Prompt
Reproduce the data below word for word, leaving out the pictures.

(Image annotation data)

..............................

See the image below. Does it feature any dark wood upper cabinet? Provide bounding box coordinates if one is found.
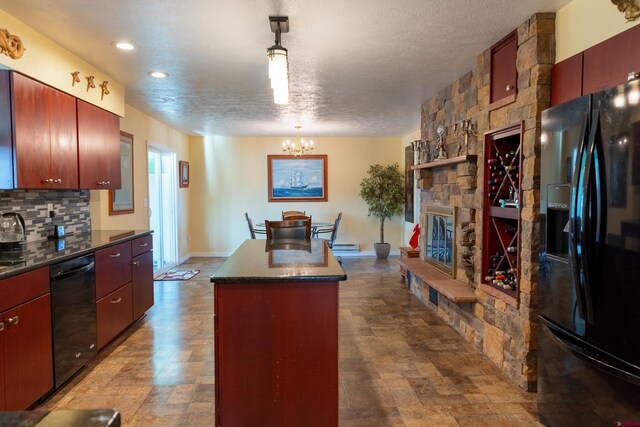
[489,31,518,105]
[0,71,78,189]
[551,52,583,106]
[77,99,122,189]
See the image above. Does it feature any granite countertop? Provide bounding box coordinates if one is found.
[0,409,120,427]
[0,230,152,279]
[211,239,347,284]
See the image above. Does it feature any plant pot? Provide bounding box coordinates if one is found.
[373,243,391,259]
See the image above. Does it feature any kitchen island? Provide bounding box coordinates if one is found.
[211,239,347,427]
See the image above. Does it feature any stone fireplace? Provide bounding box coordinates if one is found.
[423,205,456,279]
[410,13,555,391]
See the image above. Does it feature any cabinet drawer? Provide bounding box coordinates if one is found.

..............................

Answer to the task
See the image below. Does it feature any dark wood upper cabinet? Provide bounding box coordinates if one is found.
[489,31,518,105]
[0,71,78,189]
[551,52,583,106]
[77,99,122,189]
See the image above. Does it feature any granite countertop? Provide bounding box coordinates if one is found.
[0,409,120,427]
[0,230,152,279]
[211,239,347,284]
See the image above. Does it feature any plant pot? Provide bounding box coordinates if one is found.
[373,243,391,259]
See the image above. Does it feature any kitchen island? Provide bounding box coordinates if one is found.
[211,239,347,427]
See the image above. Does it feature any stone fireplace? Provide bounding box coordinates if one is found.
[423,205,456,279]
[410,13,555,391]
See the image above. Does it feature any cabinet drawer? Provide bounding box coordinates if one is found.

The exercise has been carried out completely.